Dataset entries
[Start of section]

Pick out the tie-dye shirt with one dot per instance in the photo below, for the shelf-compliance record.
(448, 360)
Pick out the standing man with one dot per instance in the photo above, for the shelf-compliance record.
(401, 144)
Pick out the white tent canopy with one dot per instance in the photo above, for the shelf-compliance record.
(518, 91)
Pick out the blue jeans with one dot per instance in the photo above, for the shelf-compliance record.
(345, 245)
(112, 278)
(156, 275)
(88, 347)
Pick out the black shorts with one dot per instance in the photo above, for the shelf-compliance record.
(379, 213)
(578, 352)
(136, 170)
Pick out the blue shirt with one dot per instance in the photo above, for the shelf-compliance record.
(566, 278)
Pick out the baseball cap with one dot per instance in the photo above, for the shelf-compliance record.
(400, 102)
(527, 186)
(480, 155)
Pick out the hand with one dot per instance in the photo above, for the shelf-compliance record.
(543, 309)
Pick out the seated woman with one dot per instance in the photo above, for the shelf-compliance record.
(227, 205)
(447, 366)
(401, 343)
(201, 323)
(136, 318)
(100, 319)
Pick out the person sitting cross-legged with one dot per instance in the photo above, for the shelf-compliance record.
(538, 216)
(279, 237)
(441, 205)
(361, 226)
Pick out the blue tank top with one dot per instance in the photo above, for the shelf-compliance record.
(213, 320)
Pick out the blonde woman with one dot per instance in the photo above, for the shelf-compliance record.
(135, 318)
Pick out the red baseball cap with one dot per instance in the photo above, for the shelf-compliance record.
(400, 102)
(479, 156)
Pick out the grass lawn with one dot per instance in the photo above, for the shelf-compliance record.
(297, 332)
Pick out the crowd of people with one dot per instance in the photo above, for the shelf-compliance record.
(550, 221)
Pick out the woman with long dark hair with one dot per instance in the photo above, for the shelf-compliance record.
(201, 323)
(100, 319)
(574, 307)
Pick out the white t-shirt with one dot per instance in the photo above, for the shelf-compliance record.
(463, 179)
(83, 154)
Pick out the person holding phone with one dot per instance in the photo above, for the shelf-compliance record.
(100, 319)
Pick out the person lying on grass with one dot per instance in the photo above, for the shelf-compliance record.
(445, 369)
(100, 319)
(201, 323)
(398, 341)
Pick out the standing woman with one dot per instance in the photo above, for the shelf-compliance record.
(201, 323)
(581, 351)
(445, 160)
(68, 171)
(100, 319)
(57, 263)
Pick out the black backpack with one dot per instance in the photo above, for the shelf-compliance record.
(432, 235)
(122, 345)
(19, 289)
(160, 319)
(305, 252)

[End of section]

### Task instructions
Please quote nothing but the lines from the line with "Pick out the black backpack" through the end of the data above, exactly as written, ends included.

### Written response
Pick out the black backpack with one dot per instance in the photo above, for the shelf-compliance record.
(432, 235)
(122, 345)
(19, 289)
(160, 319)
(305, 252)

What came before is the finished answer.